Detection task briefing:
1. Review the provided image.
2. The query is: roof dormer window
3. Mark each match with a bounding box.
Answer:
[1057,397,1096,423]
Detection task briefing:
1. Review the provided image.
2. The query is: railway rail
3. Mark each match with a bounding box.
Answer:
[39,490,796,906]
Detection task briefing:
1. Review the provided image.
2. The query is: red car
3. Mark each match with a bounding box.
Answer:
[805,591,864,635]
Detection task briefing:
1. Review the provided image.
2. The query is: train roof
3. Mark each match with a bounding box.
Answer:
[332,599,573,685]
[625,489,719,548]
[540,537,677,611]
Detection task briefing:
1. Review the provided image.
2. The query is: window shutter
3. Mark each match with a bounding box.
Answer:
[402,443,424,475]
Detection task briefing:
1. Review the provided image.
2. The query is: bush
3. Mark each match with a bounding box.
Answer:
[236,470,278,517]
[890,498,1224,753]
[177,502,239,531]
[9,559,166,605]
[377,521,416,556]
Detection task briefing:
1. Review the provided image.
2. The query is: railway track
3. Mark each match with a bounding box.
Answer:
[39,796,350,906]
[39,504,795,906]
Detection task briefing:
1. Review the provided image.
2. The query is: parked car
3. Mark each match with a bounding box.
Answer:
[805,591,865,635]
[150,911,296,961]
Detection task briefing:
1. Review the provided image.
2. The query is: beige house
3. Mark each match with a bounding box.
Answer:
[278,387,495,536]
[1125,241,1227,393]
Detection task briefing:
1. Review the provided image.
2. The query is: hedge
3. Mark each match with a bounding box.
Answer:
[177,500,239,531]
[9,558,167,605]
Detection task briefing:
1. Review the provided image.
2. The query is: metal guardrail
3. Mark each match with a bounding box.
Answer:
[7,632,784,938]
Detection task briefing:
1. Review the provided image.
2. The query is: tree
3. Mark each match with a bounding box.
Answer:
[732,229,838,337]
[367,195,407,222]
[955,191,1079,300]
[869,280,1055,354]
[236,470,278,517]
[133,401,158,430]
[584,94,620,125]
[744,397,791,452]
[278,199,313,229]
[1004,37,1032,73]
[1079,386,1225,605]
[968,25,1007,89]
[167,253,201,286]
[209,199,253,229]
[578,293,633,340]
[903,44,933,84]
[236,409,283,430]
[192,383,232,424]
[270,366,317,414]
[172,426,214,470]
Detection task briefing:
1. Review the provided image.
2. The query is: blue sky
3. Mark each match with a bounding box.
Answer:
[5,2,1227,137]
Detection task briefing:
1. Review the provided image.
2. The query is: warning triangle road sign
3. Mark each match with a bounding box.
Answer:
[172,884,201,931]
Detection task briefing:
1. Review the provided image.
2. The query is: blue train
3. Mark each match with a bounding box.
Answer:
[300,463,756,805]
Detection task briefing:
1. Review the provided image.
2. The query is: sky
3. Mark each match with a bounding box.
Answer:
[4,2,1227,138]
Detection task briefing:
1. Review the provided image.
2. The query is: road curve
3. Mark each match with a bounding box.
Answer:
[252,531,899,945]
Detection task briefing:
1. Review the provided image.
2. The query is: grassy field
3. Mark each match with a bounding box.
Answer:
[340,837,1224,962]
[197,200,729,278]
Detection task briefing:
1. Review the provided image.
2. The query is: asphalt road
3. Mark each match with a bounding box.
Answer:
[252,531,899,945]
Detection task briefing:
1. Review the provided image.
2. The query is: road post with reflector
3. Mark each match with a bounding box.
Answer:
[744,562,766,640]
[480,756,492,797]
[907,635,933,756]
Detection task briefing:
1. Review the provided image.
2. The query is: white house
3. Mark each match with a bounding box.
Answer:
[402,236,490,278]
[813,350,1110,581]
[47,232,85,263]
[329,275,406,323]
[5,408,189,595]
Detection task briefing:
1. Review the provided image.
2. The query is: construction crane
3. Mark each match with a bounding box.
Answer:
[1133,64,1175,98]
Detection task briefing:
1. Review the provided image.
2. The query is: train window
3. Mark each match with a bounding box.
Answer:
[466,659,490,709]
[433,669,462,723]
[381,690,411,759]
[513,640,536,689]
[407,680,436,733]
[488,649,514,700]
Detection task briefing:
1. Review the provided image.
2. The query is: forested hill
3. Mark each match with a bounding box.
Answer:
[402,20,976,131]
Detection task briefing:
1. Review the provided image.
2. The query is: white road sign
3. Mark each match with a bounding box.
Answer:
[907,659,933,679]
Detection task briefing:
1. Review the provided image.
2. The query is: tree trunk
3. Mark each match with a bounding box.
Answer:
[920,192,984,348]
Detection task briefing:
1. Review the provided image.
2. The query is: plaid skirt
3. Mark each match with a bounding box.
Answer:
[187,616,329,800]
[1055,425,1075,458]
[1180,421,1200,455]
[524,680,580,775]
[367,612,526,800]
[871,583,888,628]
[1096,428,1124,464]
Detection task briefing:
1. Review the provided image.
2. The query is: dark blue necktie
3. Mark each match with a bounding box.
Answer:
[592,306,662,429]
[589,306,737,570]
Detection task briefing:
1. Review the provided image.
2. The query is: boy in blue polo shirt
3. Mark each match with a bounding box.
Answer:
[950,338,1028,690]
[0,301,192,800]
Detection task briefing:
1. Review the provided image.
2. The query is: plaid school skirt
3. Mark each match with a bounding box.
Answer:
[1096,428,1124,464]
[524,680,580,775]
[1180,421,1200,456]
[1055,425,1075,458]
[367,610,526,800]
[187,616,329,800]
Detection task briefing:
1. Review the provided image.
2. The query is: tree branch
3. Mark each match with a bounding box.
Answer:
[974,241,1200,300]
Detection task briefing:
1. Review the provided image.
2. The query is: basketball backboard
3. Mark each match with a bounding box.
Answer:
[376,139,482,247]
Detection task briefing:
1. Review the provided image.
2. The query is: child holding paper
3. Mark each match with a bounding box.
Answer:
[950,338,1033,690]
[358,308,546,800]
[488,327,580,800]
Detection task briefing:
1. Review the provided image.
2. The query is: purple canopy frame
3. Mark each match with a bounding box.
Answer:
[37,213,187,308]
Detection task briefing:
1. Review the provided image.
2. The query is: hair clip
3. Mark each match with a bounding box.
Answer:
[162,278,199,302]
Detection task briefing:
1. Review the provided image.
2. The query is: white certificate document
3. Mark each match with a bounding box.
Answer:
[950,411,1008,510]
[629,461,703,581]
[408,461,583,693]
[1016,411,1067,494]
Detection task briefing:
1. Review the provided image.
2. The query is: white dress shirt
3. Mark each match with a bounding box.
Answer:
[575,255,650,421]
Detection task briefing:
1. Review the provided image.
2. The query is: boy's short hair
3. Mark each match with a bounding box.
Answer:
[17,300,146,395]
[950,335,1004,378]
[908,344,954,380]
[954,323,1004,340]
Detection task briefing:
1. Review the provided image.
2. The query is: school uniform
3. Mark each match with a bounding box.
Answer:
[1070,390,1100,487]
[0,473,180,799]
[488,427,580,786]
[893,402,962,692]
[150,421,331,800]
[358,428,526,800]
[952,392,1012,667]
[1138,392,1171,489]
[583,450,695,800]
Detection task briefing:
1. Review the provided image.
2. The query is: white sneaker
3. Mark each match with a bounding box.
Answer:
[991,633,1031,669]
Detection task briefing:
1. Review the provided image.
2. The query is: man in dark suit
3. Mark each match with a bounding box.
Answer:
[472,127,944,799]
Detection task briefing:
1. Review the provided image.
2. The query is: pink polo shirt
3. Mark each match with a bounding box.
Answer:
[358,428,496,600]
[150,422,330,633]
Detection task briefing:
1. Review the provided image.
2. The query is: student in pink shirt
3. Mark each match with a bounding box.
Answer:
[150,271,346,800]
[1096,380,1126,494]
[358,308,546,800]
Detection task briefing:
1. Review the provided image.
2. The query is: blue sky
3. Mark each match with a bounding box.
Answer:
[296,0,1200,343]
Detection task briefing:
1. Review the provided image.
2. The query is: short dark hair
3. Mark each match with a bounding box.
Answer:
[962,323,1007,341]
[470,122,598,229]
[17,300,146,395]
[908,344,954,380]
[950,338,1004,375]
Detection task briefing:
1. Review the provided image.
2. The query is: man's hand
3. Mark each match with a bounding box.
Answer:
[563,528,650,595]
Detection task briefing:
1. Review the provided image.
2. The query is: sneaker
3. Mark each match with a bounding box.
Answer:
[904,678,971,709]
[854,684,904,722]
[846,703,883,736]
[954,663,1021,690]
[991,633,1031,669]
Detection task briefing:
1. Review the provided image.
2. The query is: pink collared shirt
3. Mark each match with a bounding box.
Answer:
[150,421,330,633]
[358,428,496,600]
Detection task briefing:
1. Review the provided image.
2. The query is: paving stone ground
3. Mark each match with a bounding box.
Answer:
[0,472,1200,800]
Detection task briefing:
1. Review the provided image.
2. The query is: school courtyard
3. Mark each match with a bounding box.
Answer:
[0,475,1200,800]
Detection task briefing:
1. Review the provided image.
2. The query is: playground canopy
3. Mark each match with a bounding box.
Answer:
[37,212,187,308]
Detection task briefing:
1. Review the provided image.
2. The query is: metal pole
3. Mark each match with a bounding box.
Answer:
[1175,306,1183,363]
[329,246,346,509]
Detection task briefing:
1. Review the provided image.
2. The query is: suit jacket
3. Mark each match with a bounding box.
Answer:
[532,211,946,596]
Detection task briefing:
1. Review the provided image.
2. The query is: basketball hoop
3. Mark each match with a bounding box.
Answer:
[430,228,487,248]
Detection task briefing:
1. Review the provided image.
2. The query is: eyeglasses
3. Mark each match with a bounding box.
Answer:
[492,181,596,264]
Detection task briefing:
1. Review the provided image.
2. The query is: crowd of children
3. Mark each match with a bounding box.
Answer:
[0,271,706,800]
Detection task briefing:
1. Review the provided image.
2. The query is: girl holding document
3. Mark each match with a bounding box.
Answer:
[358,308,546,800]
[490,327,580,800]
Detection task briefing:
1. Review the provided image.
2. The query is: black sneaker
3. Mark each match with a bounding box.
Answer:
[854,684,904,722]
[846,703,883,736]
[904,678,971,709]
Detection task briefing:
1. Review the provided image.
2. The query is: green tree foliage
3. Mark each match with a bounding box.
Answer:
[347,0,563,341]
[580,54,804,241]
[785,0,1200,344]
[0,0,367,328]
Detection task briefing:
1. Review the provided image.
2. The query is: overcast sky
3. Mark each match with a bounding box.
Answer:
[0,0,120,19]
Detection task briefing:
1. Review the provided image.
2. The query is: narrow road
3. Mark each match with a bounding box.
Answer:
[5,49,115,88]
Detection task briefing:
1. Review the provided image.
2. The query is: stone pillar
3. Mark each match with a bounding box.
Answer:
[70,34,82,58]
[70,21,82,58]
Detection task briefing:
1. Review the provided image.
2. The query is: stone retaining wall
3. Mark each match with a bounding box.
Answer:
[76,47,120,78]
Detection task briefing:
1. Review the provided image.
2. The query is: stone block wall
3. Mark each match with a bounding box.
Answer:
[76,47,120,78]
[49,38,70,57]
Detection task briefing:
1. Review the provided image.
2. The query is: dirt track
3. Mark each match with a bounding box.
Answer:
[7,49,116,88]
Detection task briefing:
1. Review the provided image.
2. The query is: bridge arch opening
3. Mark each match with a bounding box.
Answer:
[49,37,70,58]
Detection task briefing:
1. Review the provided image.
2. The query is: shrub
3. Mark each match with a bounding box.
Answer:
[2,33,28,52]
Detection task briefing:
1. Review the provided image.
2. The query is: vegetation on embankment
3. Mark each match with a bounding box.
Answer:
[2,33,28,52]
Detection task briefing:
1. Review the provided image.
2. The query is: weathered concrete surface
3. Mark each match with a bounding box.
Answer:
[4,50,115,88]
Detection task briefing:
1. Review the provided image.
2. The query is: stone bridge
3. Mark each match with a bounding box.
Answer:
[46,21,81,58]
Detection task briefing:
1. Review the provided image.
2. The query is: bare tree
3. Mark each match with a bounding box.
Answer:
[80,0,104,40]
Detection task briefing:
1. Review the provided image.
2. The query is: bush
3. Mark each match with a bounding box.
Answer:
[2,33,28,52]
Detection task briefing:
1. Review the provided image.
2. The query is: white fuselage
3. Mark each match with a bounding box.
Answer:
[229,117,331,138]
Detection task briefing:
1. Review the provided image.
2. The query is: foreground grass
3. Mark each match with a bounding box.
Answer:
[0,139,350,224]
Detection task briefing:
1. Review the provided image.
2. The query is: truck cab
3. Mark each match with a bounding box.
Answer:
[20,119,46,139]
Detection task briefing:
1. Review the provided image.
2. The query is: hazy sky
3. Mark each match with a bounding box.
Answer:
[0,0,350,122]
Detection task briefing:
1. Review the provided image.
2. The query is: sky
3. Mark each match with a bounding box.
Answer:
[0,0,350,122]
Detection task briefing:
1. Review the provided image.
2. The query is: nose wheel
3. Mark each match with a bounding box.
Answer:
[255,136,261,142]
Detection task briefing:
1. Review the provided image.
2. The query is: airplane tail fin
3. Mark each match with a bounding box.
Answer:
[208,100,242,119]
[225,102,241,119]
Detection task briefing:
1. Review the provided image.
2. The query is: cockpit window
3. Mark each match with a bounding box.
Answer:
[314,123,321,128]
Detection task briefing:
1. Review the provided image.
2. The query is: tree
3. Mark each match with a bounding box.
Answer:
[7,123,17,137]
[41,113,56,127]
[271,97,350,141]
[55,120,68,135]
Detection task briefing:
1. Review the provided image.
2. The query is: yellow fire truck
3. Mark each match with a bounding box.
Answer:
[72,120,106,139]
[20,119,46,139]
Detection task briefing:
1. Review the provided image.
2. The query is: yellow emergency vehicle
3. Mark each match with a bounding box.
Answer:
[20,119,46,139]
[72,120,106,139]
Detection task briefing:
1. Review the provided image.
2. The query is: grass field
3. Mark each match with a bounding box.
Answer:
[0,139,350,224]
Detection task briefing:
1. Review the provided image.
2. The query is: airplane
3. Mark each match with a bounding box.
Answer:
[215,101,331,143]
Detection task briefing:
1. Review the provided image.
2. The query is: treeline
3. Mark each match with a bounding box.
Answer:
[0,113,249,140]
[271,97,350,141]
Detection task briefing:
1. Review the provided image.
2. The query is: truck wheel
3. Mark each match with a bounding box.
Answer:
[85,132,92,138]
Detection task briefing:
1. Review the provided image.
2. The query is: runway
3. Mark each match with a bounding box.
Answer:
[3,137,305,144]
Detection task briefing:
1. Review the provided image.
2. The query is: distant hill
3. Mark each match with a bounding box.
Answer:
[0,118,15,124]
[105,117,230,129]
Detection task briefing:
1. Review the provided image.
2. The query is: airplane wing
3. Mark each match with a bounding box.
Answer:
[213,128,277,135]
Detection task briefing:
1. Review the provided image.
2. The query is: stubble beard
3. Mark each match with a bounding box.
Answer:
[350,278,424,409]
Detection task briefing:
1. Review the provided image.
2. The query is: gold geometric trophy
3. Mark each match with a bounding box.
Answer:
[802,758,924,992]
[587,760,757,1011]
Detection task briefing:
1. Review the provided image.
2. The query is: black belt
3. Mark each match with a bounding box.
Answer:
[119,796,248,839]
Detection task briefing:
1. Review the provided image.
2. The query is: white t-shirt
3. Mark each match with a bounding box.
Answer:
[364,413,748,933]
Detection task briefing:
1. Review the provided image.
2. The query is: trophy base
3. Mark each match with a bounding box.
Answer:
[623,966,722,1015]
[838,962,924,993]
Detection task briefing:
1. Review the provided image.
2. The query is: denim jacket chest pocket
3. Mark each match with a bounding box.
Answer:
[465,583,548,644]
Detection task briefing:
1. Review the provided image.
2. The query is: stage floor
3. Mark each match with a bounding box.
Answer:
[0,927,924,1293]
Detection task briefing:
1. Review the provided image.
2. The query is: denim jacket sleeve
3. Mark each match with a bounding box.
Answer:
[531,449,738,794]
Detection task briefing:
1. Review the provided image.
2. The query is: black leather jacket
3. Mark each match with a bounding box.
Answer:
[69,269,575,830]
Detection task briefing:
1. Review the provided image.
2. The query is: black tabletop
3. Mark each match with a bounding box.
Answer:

============

[Task objective] Copy out the material from its first line through the line that contains "[7,632,784,938]", both lines included, keeping the requests unchanged and shifting every bounding-box coordinate in the answers up by 43.

[Finished task]
Detection task briefing:
1. Review the provided image.
2. The query is: roof dormer window
3. Mark each match with a bounding box.
Answer:
[1100,440,1139,466]
Detection task briefing:
1. Review the provided image.
2. The query is: railway rail
3. Mark each match with a bounding box.
Answer:
[82,533,839,949]
Detection task briefing:
1. Review the provided image.
2. The query is: red car
3. Mark each match with a bounding box.
Answer:
[848,634,907,678]
Detection task briefing:
1. Review the provided image.
2. The query is: train roof
3. Mark each match with a bounding box.
Answer:
[375,642,616,728]
[668,532,762,591]
[583,580,720,654]
Detection task briefing:
1. Review the provided image.
2. The query is: window shutter
3. Mark each match with a bounding box.
Answer:
[445,486,467,518]
Detection task briefing:
1. Review the provided image.
2. The query is: bush
3. Mark each match with a bounding box.
Answer:
[279,513,321,560]
[933,541,1267,796]
[220,545,282,574]
[52,602,209,648]
[420,564,459,599]
Detection task briefing:
1. Review the provided image.
2. The query is: railway track
3. Mark each match with a bounding box.
Answer:
[82,839,393,949]
[82,547,838,949]
Detection task briefing:
1. Review the provided image.
2. The query is: parked car
3. Mark each match with a bounding box.
Answer:
[848,634,908,678]
[193,954,339,1004]
Detection task briefing:
1. Review the provided image.
2. The query is: beige house
3. Mark each match with a bounding box.
Answer:
[321,430,538,579]
[1168,284,1270,436]
Detection task briefing:
1. Review the provided image.
2. The query is: hedge
3. Mark each match with a bounding box.
Answer:
[220,543,282,574]
[52,601,210,648]
Detection task briefing:
1. Review the provided image.
2. The query is: metal guardrail
3. Mark each match with a bounding box.
Answer:
[50,675,827,981]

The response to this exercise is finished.